Point-based annotation data:

%%

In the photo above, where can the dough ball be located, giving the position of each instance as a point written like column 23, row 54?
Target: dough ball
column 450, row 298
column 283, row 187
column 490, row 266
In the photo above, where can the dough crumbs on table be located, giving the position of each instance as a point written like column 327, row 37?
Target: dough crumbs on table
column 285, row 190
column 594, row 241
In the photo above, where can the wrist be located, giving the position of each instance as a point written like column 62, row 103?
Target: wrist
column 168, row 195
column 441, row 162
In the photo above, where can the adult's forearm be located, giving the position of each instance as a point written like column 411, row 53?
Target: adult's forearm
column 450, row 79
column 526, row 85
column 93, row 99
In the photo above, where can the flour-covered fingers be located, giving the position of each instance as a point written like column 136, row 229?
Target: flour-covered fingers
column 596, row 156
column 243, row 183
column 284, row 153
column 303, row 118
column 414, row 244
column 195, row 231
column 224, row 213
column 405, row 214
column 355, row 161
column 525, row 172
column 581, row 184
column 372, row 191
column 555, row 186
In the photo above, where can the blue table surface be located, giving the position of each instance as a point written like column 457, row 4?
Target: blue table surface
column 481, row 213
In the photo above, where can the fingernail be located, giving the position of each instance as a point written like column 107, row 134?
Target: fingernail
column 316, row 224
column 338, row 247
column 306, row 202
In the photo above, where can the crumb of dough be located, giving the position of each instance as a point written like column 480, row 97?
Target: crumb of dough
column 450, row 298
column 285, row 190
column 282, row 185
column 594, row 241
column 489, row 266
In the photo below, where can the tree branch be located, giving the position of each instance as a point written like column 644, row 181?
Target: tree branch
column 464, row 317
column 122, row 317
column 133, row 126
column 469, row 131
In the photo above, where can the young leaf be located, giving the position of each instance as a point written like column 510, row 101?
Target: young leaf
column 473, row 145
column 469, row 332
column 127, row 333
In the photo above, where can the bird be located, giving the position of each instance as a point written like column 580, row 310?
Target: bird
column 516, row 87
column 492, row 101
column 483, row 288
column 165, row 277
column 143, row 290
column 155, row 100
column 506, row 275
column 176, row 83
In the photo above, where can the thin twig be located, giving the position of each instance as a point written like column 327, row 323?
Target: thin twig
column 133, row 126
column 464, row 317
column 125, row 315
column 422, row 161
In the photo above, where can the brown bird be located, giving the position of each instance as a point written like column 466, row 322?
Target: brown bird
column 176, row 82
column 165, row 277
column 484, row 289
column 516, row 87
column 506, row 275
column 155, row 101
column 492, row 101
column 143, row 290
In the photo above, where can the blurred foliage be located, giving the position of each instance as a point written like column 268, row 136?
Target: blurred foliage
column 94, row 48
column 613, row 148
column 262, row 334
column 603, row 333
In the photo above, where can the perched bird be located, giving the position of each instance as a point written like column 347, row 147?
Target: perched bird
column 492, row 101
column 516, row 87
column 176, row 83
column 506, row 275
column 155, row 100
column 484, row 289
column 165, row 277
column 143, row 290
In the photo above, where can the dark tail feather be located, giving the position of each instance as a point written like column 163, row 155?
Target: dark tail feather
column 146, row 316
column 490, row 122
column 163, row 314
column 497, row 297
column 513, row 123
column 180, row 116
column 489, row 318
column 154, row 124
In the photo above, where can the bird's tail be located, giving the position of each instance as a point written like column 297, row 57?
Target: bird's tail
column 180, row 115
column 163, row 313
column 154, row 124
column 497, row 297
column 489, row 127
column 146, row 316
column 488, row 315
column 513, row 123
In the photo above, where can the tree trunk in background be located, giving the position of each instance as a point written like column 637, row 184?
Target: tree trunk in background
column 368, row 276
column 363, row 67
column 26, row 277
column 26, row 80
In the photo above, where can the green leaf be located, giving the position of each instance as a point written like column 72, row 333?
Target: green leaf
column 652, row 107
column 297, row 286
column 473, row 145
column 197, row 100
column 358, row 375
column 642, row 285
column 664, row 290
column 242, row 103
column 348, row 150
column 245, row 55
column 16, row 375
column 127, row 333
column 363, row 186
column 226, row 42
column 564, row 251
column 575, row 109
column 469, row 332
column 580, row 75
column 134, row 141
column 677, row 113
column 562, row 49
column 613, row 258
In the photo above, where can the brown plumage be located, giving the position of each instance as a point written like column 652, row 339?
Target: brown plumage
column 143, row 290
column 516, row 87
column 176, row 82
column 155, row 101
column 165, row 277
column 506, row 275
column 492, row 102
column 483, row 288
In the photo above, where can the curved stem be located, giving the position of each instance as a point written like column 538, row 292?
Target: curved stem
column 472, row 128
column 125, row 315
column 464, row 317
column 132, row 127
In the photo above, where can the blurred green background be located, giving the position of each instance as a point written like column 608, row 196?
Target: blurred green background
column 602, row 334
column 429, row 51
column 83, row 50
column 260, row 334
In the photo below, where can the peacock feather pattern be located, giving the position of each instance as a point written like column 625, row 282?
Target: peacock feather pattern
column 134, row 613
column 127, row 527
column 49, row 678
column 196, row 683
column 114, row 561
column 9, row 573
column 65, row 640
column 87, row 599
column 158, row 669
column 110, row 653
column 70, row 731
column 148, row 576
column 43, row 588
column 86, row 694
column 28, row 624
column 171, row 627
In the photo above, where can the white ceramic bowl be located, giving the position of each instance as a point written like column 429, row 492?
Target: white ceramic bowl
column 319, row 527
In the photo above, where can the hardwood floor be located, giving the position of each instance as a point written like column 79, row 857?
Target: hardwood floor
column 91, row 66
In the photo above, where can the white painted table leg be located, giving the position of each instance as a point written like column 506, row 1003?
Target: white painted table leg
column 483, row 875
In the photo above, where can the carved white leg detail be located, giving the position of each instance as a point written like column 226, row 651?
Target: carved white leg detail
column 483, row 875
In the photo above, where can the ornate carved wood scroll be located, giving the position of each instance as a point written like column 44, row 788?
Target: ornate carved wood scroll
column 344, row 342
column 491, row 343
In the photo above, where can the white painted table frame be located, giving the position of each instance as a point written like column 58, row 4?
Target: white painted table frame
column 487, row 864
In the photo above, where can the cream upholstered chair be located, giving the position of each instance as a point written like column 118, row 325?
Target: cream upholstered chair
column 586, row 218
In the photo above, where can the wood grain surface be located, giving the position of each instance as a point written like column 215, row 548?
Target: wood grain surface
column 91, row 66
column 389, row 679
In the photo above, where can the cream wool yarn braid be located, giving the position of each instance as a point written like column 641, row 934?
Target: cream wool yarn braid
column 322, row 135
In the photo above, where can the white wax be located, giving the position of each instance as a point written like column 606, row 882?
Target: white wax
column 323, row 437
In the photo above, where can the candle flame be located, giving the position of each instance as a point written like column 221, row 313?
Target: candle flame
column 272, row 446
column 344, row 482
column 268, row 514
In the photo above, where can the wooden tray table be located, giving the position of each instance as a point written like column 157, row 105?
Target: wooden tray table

%%

### [Exercise instructions]
Reproduce all of the items above word for word, without altering anything.

### [Task output]
In the photo above, where can the dough ball be located, giving the position of each instance as a point written like column 23, row 54?
Target: dough ball
column 450, row 298
column 283, row 187
column 490, row 266
In the photo above, where can the dough crumbs on table be located, giving the position of each instance as a point written like column 327, row 37?
Target: dough crumbs on table
column 285, row 190
column 594, row 241
In the photo above, where can the wrist be located, giving the position of each instance as a point written like column 62, row 103?
Target: wrist
column 168, row 195
column 441, row 162
In the photo above, where can the adult's forearm be located, giving the position of each instance as a point written like column 411, row 53?
Target: adult's forearm
column 450, row 79
column 526, row 85
column 93, row 99
In the photo above, where can the flour-covered fingers be located, giving the position of each instance as a point written like column 136, row 229?
Target: flour-covered fingers
column 596, row 156
column 243, row 183
column 284, row 153
column 303, row 118
column 414, row 244
column 195, row 231
column 224, row 213
column 405, row 214
column 355, row 161
column 525, row 172
column 581, row 184
column 372, row 191
column 555, row 186
In the photo above, where can the blue table surface be located, giving the position of each instance as a point written like column 457, row 4?
Target: blue table surface
column 481, row 213
In the photo above, where can the fingernail be located, giving the position of each instance as a point written like column 107, row 134?
Target: fingernail
column 316, row 224
column 338, row 247
column 306, row 202
In the photo above, where can the crumb of dough be located, giving the position of each instance as a point written like column 480, row 97?
Target: crumb of dough
column 450, row 298
column 285, row 190
column 282, row 185
column 594, row 241
column 489, row 266
In the photo below, where can the tree branch be located, giving the position of each instance as a point written like column 644, row 181?
Target: tree branch
column 464, row 317
column 122, row 317
column 133, row 126
column 469, row 131
In the photo above, where can the young leaf be located, giving the position of each instance as a point written like column 510, row 101?
Target: young leaf
column 473, row 145
column 469, row 332
column 127, row 333
In the photo above, where can the bird be located, giving the position of each instance as a point written like column 580, row 310?
Target: bird
column 516, row 87
column 492, row 101
column 483, row 288
column 165, row 277
column 143, row 290
column 155, row 100
column 506, row 275
column 176, row 83
In the photo above, where can the thin twig be located, giving the position of each instance as a point written like column 327, row 323?
Target: thin twig
column 133, row 126
column 464, row 317
column 125, row 315
column 422, row 161
In the photo above, where can the brown bird be located, giving the position of each instance as a point written like column 466, row 322?
Target: brown bird
column 176, row 82
column 165, row 277
column 484, row 289
column 516, row 87
column 506, row 275
column 155, row 101
column 492, row 101
column 143, row 290
In the photo above, where can the blurred foliage be located, giving the position of each instance as a point written like column 268, row 136?
Target: blurred foliage
column 94, row 48
column 613, row 148
column 262, row 334
column 603, row 333
In the photo above, where can the perched bird be located, giving the position of each instance as a point written like column 347, row 147?
Target: perched bird
column 492, row 101
column 516, row 87
column 176, row 83
column 506, row 275
column 155, row 100
column 484, row 289
column 165, row 277
column 143, row 290
In the photo above, where can the dark tail feather be located, giving the position of each instance as a point written like column 163, row 155?
Target: dark tail feather
column 146, row 316
column 490, row 122
column 163, row 314
column 497, row 297
column 513, row 123
column 180, row 116
column 489, row 318
column 154, row 124
In the photo above, where can the bird's tail be located, giving the position of each instance as a point written like column 297, row 57?
Target: bird's tail
column 180, row 115
column 163, row 313
column 154, row 124
column 497, row 297
column 489, row 127
column 146, row 316
column 488, row 315
column 513, row 123
In the photo above, where can the tree trunk in background be located, giving the position of each instance as a point written like column 637, row 184?
Target: tree trunk in background
column 368, row 276
column 363, row 67
column 26, row 277
column 26, row 80
In the photo above, where can the green leaf be located, giving the position of each instance as a point written like column 72, row 333?
Target: green leaf
column 652, row 107
column 297, row 286
column 473, row 145
column 197, row 100
column 358, row 375
column 642, row 285
column 664, row 290
column 242, row 103
column 348, row 150
column 245, row 55
column 16, row 375
column 127, row 333
column 363, row 186
column 226, row 42
column 564, row 251
column 575, row 109
column 469, row 332
column 580, row 75
column 134, row 141
column 677, row 113
column 562, row 49
column 613, row 258
In the photo above, where can the brown plumage be located, giving the position of each instance as a point written like column 652, row 339?
Target: brown plumage
column 143, row 290
column 516, row 87
column 176, row 82
column 155, row 101
column 165, row 277
column 506, row 275
column 492, row 102
column 483, row 288
In the photo above, where can the curved stem be located, giving the position of each instance as a point written like column 538, row 292?
Target: curved stem
column 472, row 128
column 125, row 315
column 464, row 317
column 132, row 127
In the photo above, where can the blurred green background be located, giving the position of each instance as a point written like column 608, row 196?
Target: blurred green background
column 602, row 334
column 429, row 51
column 83, row 50
column 260, row 334
In the photo below, where can the peacock feather pattern be located, giving the position of each instance as a point written like column 625, row 282?
Target: peacock feather pattern
column 134, row 613
column 127, row 527
column 49, row 678
column 196, row 683
column 114, row 561
column 9, row 573
column 65, row 640
column 87, row 599
column 158, row 669
column 110, row 653
column 70, row 731
column 148, row 576
column 43, row 588
column 86, row 694
column 28, row 624
column 171, row 627
In the photo above, where can the white ceramic bowl be located, giving the position of each instance as a point written like column 429, row 492?
Target: white ceramic bowl
column 319, row 527
In the photo above, where can the hardwood floor be located, giving the position of each instance as a point written like column 79, row 857?
Target: hardwood floor
column 91, row 66
In the photo above, where can the white painted table leg be located, giving the position of each instance as a point written like column 506, row 1003?
Target: white painted table leg
column 483, row 875
In the photo above, where can the carved white leg detail be located, giving the position of each instance as a point written like column 226, row 651?
Target: carved white leg detail
column 483, row 875
In the photo above, where can the ornate carved wood scroll be located, giving the position of each instance as a point written like column 44, row 788?
Target: ornate carved wood scroll
column 344, row 342
column 491, row 343
In the photo above, where can the white painted table frame be located, giving the position of each instance as a point written like column 58, row 4?
Target: white painted table frame
column 487, row 864
In the photo above, where can the cream upholstered chair be located, giving the position of each instance as a point written like column 118, row 325?
Target: cream upholstered chair
column 586, row 218
In the photo above, where can the wood grain surface be located, giving the position of each instance as a point written like column 215, row 548?
Target: wood grain surface
column 91, row 66
column 389, row 679
In the photo above, where can the cream wool yarn braid be located, giving the position of each instance as a point written like column 641, row 934?
Target: cream wool yarn braid
column 322, row 135
In the photo above, where can the white wax be located, giving the position of each instance as a point written like column 606, row 882?
Target: white wax
column 323, row 437
In the photo above, where can the candle flame be located, giving the position of each instance as a point written like column 221, row 313?
Target: candle flame
column 272, row 446
column 344, row 482
column 268, row 514
In the photo above, where can the wooden tray table be located, giving the position of each instance as a point written like column 157, row 105?
Target: wooden tray table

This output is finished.